На следующий день обсуждалось предложение Церетели об объединении большевиков и меньшевиков. Сталин отнесся к предложению вполне сочувственно: «Мы должны пойти. Необходимо определить наши предложения о линии объединения. Возможно объединение по линии Циммервальда - Кинталя». Молотов, отстраненный Каменевым и Сталиным от редактирования «Правды» за слишком радикальное направление газеты, выступил с возражениями: Церетели желает объединить разношерстные элементы, сам он тоже называет себя циммервальдистом, объединение по этой линии неправильно. Но Сталин стоял на своем. «Забегать вперед, - говорил он, - и предупреждать разногласия не следует. Без разногласий нет партийной жизни. Внутри партии мы будем изживать мелкие разногласия». Вся борьба, которую Ленин провел за годы войны против социал-патриотизма и его пацифистской маскировки, как бы шла насмарку. В сентябре 1916 года Ленин с особой настойчивостью писал через Шляпникова в Петроград: «Примиренчество и объединенчество есть вреднейшая вещь для рабочей партии в России, не только идиотизм, но и гибель партии… Полагаться мы можем только на тех, кто понял весь обман идеи единства и всю необходимость раскола с этой братией (с Чхеидзе и K°) в России». Это предупреждение не было понято Разногласия с Церетели, руководителем правящего советского блока, объявлялись Сталиным мелкими разногласиями, которые можно «изживать» внутри общей партии Этот критерий дает лучшую оценку тогдашним взглядам самого Сталина.

4 апреля на партийном съезде появляется Ленин. Его речь, комментировавшая «тезисы», проходит над работами конференции, точно влажная губка учителя, стирающая с доски то, что на ней было написано запутавшимся школьником.

«Почему не взяли власть?» - спрашивает Ленин. На советском совещании Стеклов незадолго до того путано объяснял причины воздержания от власти- революция буржуазная, - первый этап, - война и пр. «Это - вздор,

Заявляет Ленин Дело в том, что пролетариат недостаточно сознателен и недостаточно организован Это надо признать. Материальная сила - в руках пролетариата, а буржуазия оказалась сознательной и подготовленной. Это - чудовищный факт, но его необходимо откровенно и прямо признать и заявить народу, что не взяли власть потому, что неорганизованны и бессознательны».
● ● ● ● ● ● ●
ЗАДАНИЕ A => Воспроизведите без изменений часть текста о позиции Сталина и выступлении Ленина, начиная со слов «4 апреля на» и заканчивая словами «написано запутавшимся школьником.».
ЗАДАНИЕ B => Напишите продолжение текста о позиции Сталина и выступлении Ленина, начав сразу после его последнего предложения.
● ● ● ● ● ● ●
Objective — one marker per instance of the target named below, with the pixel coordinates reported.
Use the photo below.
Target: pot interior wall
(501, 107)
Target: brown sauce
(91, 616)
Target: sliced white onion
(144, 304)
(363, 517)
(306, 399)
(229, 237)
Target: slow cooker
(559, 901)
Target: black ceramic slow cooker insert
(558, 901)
● ● ● ● ● ● ●
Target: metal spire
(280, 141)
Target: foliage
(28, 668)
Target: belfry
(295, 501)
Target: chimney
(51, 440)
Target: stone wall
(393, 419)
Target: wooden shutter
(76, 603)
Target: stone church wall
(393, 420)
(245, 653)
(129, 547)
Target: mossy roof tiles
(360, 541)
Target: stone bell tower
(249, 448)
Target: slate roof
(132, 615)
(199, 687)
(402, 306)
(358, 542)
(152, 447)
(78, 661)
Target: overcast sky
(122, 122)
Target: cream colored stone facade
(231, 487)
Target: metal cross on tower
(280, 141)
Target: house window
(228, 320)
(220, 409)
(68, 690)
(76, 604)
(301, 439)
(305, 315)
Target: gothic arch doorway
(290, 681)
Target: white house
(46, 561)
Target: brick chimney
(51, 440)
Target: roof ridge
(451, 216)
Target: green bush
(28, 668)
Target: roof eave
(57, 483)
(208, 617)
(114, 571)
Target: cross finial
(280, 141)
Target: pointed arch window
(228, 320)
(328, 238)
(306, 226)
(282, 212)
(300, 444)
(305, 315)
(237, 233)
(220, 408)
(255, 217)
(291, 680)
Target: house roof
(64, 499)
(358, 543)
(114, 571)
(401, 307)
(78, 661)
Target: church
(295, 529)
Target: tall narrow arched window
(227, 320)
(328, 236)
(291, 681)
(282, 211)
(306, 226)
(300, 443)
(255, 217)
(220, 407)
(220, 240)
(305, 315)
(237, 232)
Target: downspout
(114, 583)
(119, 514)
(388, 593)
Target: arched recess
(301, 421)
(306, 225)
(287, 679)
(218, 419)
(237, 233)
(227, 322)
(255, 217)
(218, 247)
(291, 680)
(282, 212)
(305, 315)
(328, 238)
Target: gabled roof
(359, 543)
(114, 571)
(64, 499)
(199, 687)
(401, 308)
● ● ● ● ● ● ●
ОТВЕТ К ЗАДАНИЮ A =>
4 апреля на партийном съезде появляется Ленин. Его речь, комментировавшая «тезисы», проходит над работами конференции, точно влажная губка учителя, стирающая с доски то, что на ней было написано запутавшимся школьником.

ОТВЕТ К ЗАДАНИЮ B =>
Из плоскости фальшивого объективизма, за которым прятались политические капитулянты, Ленин передвинул весь вопрос в субъективную плоскость. Пролетариат не взял власть в феврале потому, что партия большевиков не была на высоте объективных задач и не смогла помешать соглашателям политически экспроприировать народные массы в пользу буржуазии.

Накануне адвокат Красиков с вызовом говорил: «Если мы считаем, что сейчас наступило время осуществления диктатуры пролетариата, то так и надо ставить вопрос. Физическая сила, в смысле захвата власти, несомненно у нас». Председатель лишил тогда Красикова слова на том основании, что дело идет о практических задачах и вопрос о диктатуре не обсуждается. Но Ленин считал, что в качестве единственной практической задачи стоит именно вопрос о подготовке диктатуры пролетариата. «Своеобразие текущего момента в России, - говорил он в тезисах, - состоит в переходе от первого этапа революции, давшего власть буржуазии в силу недостаточной сознательности и организованности пролетариата, ко второму ее этапу, который должен дать власть в руки пролетариата и беднейших слоев крестьянства».

Совещание вслед за «Правдой» ограничивало задачи революции демократическими преобразованиями, осуществляемыми через Учредительное собрание. В противовес этому Ленин заявил: «Жизнь и революция отводят Учредительное собрание на задний план. Диктатура пролетариата есть, но не знают, что с ней делать».

Делегаты переглядывались. Говорили друг другу, что Ильич засиделся за границей, не присмотрелся, не разобрался. Но доклад Сталина о мудром разделении труда между правительством и Советом сразу и навсегда утонул в безвозвратном прошлом. Сам Сталин молчал. Отныне ему придется молчать долго. Обороняться будет один Каменев.

Еще из Женевы Ленин предупреждал в письмах, что готов рвать со всяким, кто идет на уступки в вопросах войны, шовинизма и соглашательства с буржуазией. Теперь, лицом к лицу с руководящим слоем партии, он открывает атаку по всей линии. Но вначале он не называет по имени ни одного из большевиков. Если ему нужен живой образец фальши, половинчатости, он указывает пальцем на непартийных, Стеклова или Чхеидзе. Это обычный прием Ленина: никого преждевременно не пригвождать к его позиции, чтобы дать возможность осторожным своевременно выйти из боя и таким путем сразу ослабить будущих открытых противников. Каменев и Сталин считали, что, участвуя в войне после Февраля, солдат и рабочий защищают революцию. Ленин считает, что солдат и рабочий по-прежнему участвуют в войне как подневольные рабы капитала. «Даже наши большевики, - говорит он, сужая круги над противниками, - обнаруживают доверчивость к правительству. Объяснить это можно только угаром революции. Это - гибель социализма… Если так, нам не по пути. Пусть лучше останусь в меньшинстве». Это не просто ораторская угроза. Это ясно и до конца продуманный путь.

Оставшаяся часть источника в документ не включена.